[Data items]
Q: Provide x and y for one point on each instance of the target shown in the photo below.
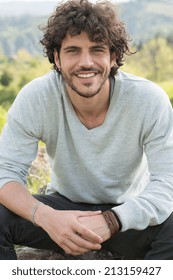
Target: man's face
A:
(85, 65)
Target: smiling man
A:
(109, 138)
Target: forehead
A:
(80, 40)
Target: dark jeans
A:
(153, 243)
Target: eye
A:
(72, 50)
(99, 49)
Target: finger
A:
(72, 249)
(88, 234)
(86, 244)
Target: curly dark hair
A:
(99, 21)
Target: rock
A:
(25, 253)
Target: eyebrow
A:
(92, 47)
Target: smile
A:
(86, 75)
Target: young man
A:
(109, 137)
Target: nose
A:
(85, 59)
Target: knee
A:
(6, 218)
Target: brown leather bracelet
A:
(111, 221)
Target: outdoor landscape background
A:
(149, 22)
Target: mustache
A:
(86, 69)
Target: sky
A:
(47, 1)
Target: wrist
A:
(111, 221)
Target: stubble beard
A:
(81, 93)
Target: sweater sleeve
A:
(19, 138)
(155, 203)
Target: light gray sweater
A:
(127, 160)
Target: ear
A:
(56, 59)
(113, 59)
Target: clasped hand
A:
(76, 232)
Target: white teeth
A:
(89, 75)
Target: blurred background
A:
(149, 23)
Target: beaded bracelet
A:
(33, 211)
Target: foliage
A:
(3, 117)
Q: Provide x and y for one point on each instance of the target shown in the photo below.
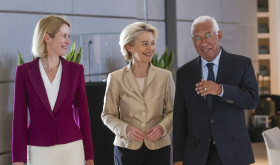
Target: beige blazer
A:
(125, 105)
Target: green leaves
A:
(71, 56)
(165, 60)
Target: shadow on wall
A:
(7, 69)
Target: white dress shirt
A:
(52, 88)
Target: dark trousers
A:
(142, 156)
(213, 156)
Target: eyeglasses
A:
(207, 37)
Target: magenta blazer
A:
(69, 121)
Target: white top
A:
(141, 83)
(52, 88)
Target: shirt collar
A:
(215, 61)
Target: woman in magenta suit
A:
(51, 123)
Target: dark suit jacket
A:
(194, 123)
(69, 120)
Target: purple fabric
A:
(47, 127)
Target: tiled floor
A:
(260, 153)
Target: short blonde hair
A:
(129, 34)
(49, 25)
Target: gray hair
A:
(204, 19)
(129, 34)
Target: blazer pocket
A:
(240, 135)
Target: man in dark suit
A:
(212, 92)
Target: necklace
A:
(140, 74)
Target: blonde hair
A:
(204, 19)
(49, 25)
(129, 34)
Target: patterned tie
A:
(211, 77)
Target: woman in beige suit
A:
(138, 104)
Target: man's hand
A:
(204, 88)
(155, 132)
(134, 133)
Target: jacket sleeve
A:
(110, 111)
(166, 123)
(179, 121)
(19, 131)
(82, 106)
(246, 95)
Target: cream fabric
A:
(141, 109)
(141, 83)
(68, 154)
(272, 143)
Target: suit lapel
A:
(38, 85)
(132, 81)
(150, 76)
(224, 66)
(197, 72)
(65, 83)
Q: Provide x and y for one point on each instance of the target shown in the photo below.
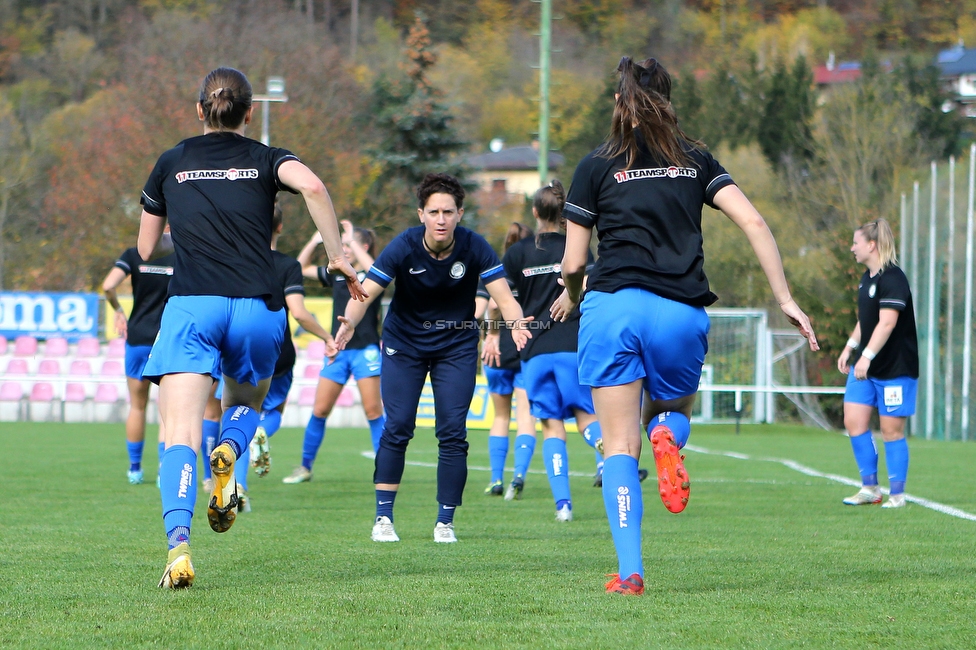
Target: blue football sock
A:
(314, 434)
(557, 467)
(445, 514)
(497, 453)
(625, 509)
(896, 457)
(178, 489)
(384, 503)
(135, 455)
(271, 421)
(677, 422)
(211, 431)
(241, 466)
(524, 448)
(593, 433)
(866, 456)
(237, 427)
(376, 431)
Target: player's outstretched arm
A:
(501, 293)
(740, 210)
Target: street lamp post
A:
(276, 93)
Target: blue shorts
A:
(136, 357)
(635, 334)
(503, 382)
(214, 335)
(892, 397)
(552, 383)
(362, 363)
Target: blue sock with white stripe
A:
(524, 448)
(376, 431)
(211, 431)
(866, 456)
(237, 427)
(135, 455)
(677, 422)
(497, 453)
(896, 458)
(557, 468)
(178, 490)
(625, 509)
(271, 421)
(314, 435)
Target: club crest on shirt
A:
(655, 172)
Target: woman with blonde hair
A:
(881, 364)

WHAT IS NEEDED:
Go through the entries above and copy out every line that includes the word "blue".

YOUR SOLUTION:
Target: blue football sock
Target: blue shorts
Target: blue sock with white stripe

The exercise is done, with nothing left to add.